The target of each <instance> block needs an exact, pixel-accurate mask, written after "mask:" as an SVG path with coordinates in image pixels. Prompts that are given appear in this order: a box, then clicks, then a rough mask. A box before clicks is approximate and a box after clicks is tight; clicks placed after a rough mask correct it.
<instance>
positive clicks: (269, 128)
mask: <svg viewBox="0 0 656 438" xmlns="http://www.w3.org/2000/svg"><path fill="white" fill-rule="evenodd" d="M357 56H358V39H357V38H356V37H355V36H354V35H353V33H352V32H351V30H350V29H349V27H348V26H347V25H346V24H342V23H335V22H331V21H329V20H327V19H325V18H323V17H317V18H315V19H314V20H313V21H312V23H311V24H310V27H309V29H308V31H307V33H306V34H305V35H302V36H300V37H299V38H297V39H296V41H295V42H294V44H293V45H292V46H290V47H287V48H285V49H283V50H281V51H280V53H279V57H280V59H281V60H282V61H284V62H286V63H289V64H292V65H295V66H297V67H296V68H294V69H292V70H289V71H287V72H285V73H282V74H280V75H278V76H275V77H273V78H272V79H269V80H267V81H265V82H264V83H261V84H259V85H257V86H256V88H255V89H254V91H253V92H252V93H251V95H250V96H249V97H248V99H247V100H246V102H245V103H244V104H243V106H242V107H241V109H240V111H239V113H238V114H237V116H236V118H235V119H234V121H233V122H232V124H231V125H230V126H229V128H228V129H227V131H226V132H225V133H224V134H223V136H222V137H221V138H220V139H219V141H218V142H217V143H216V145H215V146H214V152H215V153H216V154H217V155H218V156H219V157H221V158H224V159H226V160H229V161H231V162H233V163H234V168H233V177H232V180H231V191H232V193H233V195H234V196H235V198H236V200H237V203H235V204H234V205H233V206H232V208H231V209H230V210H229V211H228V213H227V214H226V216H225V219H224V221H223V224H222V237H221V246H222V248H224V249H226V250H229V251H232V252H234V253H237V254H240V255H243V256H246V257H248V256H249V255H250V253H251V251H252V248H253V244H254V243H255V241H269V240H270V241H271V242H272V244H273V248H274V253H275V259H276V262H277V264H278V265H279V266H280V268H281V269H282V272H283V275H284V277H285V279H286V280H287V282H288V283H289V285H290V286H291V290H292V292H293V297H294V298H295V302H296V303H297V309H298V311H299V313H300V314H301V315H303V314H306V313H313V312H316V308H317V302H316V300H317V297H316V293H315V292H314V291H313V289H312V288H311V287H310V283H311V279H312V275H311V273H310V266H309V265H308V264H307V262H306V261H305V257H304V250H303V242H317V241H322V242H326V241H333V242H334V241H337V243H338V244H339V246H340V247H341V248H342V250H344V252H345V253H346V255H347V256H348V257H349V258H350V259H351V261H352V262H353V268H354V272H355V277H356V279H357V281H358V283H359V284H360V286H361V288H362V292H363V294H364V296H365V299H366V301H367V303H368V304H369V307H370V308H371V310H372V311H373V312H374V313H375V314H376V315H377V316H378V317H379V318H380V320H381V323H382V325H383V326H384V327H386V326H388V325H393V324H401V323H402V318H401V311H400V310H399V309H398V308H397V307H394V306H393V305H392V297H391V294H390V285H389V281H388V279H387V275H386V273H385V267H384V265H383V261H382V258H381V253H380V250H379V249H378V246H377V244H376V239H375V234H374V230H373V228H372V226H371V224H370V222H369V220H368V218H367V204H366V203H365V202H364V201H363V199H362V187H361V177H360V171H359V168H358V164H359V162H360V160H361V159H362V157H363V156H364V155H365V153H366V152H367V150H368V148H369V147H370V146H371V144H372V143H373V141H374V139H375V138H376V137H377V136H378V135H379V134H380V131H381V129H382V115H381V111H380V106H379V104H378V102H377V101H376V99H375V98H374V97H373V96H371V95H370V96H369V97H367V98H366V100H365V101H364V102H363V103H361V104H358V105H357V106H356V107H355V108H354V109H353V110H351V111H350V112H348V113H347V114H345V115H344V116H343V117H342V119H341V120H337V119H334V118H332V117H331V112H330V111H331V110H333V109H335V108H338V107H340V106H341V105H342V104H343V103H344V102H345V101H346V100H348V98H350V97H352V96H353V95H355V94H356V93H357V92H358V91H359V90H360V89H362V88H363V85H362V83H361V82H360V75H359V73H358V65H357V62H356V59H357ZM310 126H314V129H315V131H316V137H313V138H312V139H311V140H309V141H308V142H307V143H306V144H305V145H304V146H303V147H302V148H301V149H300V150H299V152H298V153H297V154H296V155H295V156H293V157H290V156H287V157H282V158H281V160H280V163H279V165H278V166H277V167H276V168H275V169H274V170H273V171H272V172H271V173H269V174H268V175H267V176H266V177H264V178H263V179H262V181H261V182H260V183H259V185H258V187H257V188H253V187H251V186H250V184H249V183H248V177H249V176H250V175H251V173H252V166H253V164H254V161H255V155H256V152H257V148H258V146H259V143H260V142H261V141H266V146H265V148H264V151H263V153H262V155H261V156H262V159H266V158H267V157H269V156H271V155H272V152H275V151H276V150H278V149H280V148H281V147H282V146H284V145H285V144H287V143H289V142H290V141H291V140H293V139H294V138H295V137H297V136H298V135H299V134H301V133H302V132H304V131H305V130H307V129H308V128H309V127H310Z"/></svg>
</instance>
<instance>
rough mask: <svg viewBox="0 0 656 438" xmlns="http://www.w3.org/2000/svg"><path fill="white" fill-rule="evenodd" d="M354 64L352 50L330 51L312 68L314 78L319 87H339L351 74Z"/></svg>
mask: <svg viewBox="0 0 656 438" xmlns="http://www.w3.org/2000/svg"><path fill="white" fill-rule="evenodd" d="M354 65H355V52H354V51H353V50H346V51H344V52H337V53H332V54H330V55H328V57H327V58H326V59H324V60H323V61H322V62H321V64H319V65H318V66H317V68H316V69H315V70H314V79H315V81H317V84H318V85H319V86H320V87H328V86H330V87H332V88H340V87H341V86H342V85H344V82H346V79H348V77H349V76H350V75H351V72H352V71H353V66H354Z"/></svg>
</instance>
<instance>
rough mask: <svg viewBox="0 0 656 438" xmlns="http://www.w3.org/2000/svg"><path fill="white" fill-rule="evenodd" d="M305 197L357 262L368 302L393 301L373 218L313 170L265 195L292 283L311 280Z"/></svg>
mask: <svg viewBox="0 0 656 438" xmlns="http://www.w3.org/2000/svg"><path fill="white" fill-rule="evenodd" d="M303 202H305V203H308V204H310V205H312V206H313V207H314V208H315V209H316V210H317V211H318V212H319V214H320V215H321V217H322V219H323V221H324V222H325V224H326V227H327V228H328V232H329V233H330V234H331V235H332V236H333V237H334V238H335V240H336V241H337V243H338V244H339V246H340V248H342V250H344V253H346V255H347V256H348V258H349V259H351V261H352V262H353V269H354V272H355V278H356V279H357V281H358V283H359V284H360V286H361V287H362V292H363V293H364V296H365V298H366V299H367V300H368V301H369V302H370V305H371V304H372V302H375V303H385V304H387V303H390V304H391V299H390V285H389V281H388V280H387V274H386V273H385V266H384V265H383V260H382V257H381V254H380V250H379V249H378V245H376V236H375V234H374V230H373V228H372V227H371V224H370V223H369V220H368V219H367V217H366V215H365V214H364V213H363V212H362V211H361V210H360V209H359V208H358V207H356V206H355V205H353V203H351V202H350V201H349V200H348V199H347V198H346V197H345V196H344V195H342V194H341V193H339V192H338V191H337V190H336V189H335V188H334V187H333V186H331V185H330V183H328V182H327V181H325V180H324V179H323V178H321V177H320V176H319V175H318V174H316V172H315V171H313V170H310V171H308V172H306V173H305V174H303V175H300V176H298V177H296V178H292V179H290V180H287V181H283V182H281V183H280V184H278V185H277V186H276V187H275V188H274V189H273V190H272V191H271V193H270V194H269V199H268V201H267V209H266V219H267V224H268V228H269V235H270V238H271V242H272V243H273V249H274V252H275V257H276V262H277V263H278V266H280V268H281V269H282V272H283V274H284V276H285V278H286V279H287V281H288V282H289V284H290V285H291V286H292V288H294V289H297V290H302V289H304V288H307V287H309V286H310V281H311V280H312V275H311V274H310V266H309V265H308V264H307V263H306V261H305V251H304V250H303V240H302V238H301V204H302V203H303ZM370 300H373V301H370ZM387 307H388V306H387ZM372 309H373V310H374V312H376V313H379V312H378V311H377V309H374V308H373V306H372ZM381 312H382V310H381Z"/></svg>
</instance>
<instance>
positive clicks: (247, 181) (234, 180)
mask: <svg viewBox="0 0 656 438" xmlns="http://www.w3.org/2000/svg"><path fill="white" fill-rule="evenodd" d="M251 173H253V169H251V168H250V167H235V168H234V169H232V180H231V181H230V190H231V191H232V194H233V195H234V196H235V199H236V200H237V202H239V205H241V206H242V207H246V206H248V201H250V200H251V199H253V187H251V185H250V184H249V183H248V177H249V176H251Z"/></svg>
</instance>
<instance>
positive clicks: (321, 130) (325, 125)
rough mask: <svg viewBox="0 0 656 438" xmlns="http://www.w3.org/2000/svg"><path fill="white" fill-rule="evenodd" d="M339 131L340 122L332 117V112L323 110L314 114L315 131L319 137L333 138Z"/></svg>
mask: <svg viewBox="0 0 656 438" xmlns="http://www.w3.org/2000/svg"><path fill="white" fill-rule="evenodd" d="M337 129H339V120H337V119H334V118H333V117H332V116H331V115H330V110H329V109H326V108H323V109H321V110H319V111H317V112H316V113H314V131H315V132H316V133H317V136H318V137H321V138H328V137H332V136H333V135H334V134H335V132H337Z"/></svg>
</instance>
+===+
Problem details ▸ What you give back should be exactly the lines of the entries above from the one containing "positive clicks: (321, 130) (325, 125)" to the end, and nothing more.

Task response ▸
positive clicks: (321, 130) (325, 125)
rough mask: <svg viewBox="0 0 656 438" xmlns="http://www.w3.org/2000/svg"><path fill="white" fill-rule="evenodd" d="M339 131L340 122L332 117V112L323 110L314 114L315 131L319 137L333 138Z"/></svg>
mask: <svg viewBox="0 0 656 438" xmlns="http://www.w3.org/2000/svg"><path fill="white" fill-rule="evenodd" d="M337 129H339V120H337V119H334V118H333V117H332V116H331V115H330V110H329V109H326V108H323V109H321V110H319V111H317V112H316V113H314V131H315V132H316V133H317V136H318V137H321V138H328V137H332V136H333V135H334V134H335V132H337Z"/></svg>
</instance>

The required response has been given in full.